• Requests
(A) In the piece on The Sower, which artist painted "Sower at Sunset"?
(B) Copy word for word the passage of the piece on The Sower from "The picture is" up to and including "that give texture.".

• Selected passage
'''
The Sower – 13 July 2020

Here is a familiar painting of a much painted subject.

A sower walks across a ploughed field at the end of the end, throwing out seed as he goes. The seed is landing in the furrows and on the path. Birds hover over the field, ready to eat what they can. The seed that finds good soil will grow to become a harvest, like the strip of wheat beneath field and sun, yet to be gathered into a barn.

The picture is painted in strips, the broadest being the field. Above this is wheat, a thin horizon, and then the sky where the sun is setting. There is a very strong and exciting contrast of colours, particularly between the chrome yellow of the sun and blue of the field. The paint has been laid very thick indeed, in great daubs that give texture.

The painting is “Sower at Sunset (after Jean-Francois Millet)” by Vincent Van Gogh. He painted this subject a number of times, partly in response to Realists such as Millet, and partly because he saw the sower as representing agriculture in all its traditions and hard work. Hard work in the cycle of the years was something Van Gogh valued himself as an artist, so the sower becomes every person who lives and engages with the rhythm of life with generosity.
'''
Object point labels:
'''
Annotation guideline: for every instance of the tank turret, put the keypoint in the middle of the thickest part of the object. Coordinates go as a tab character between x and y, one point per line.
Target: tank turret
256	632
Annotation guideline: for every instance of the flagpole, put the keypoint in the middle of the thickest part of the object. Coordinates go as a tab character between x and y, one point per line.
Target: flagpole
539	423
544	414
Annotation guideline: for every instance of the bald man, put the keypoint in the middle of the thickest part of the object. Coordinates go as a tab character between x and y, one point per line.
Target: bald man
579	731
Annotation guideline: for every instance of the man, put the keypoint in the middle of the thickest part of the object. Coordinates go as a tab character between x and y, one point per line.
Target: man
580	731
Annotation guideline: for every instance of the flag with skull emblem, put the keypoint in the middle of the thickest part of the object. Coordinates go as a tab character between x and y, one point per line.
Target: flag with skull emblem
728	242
'''
• The responses
(A) Vincent Van Gogh

(B)
The picture is painted in strips, the broadest being the field. Above this is wheat, a thin horizon, and then the sky where the sun is setting. There is a very strong and exciting contrast of colours, particularly between the chrome yellow of the sun and blue of the field. The paint has been laid very thick indeed, in great daubs that give texture.